■ To do ■
Turn the lines, starting with the one containing "Labeling rule: each instance of the hanging" and continuing through the last line, into a numbered list, leaving out any blank lines.

■ Source data ■

....................

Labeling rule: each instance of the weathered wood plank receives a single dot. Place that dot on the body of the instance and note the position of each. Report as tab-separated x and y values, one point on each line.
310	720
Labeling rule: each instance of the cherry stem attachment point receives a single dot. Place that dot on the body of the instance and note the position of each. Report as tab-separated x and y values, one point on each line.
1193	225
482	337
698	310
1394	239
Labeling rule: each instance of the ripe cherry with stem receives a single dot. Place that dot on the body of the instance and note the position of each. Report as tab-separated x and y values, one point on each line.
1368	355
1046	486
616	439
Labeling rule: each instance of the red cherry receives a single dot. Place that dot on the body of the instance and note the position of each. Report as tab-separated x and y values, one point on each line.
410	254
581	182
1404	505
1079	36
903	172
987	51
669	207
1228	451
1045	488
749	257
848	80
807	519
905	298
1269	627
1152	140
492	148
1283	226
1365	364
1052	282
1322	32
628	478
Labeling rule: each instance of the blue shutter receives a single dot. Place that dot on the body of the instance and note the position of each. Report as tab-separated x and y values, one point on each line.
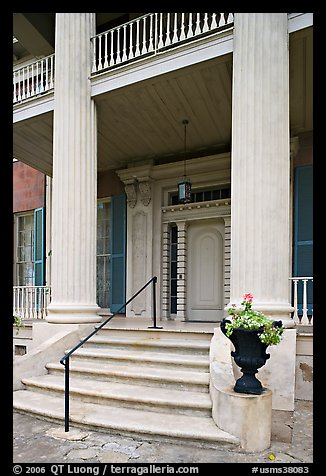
39	246
303	229
118	252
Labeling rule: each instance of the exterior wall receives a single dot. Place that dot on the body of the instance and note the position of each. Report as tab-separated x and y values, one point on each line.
28	186
304	367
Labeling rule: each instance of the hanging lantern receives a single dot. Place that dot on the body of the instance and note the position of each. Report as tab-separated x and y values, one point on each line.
184	190
184	185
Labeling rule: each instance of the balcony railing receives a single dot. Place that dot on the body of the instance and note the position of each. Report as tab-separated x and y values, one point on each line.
31	302
33	79
302	300
152	33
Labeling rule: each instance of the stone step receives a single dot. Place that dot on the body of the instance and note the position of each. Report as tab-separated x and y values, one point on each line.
150	342
179	334
143	357
153	399
147	376
130	422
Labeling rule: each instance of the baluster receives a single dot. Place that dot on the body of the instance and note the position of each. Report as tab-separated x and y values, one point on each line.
182	32
118	58
14	302
28	93
34	302
175	30
190	32
52	73
106	63
168	37
198	29
15	93
33	86
144	49
131	53
160	36
23	82
312	310
94	55
151	42
37	79
42	76
18	301
124	44
304	319
205	27
112	53
137	51
99	63
47	74
213	24
222	19
228	17
295	301
19	87
23	303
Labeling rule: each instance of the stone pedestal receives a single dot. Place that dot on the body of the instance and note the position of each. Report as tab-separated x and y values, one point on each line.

....................

■ Result ■
1. Labeling rule: each instance of the hanging lantern receives a single dot. Place that dot on the body of the instance and note the position of each. Report as tab-separated x and y values, one point on each line.
2. 184	190
3. 184	185
4. Labeling rule: each instance of the balcony railing receives a single dot. Place that dot on the body of the instance and note the position of each. Report as tab-separated x and y values, one point on each line.
5. 31	302
6. 33	79
7. 302	300
8. 152	33
9. Labeling rule: each instance of the stone step receives a single dot. Place that dot on the body of the instance and note the position of each. Report as tab-separated x and y values, one point on each line.
10. 150	342
11. 179	334
12. 143	357
13. 153	399
14. 147	376
15. 130	422
16. Labeling rule: each instance of the baluster receives a single dot. Place that dot on the body of the instance and note the position of each. Report as tab-separated x and y values, one point on each line.
17. 182	32
18. 118	58
19. 14	302
20. 28	93
21. 34	302
22. 175	30
23. 190	32
24. 52	73
25. 106	63
26. 168	37
27. 198	29
28. 15	93
29. 33	86
30. 144	49
31. 131	53
32. 160	36
33. 23	82
34. 312	310
35. 94	55
36. 151	42
37. 37	79
38. 42	76
39. 18	301
40. 124	44
41. 304	319
42. 205	27
43. 112	53
44. 137	51
45. 99	63
46. 47	74
47. 213	24
48. 222	19
49. 228	17
50. 295	301
51. 19	87
52. 23	303
53. Labeling rule: each instance of the stone pedestal receives a single dot. Place that dot on the body of the instance and note the position of each. Report as tab-separated x and y values, one point on each line.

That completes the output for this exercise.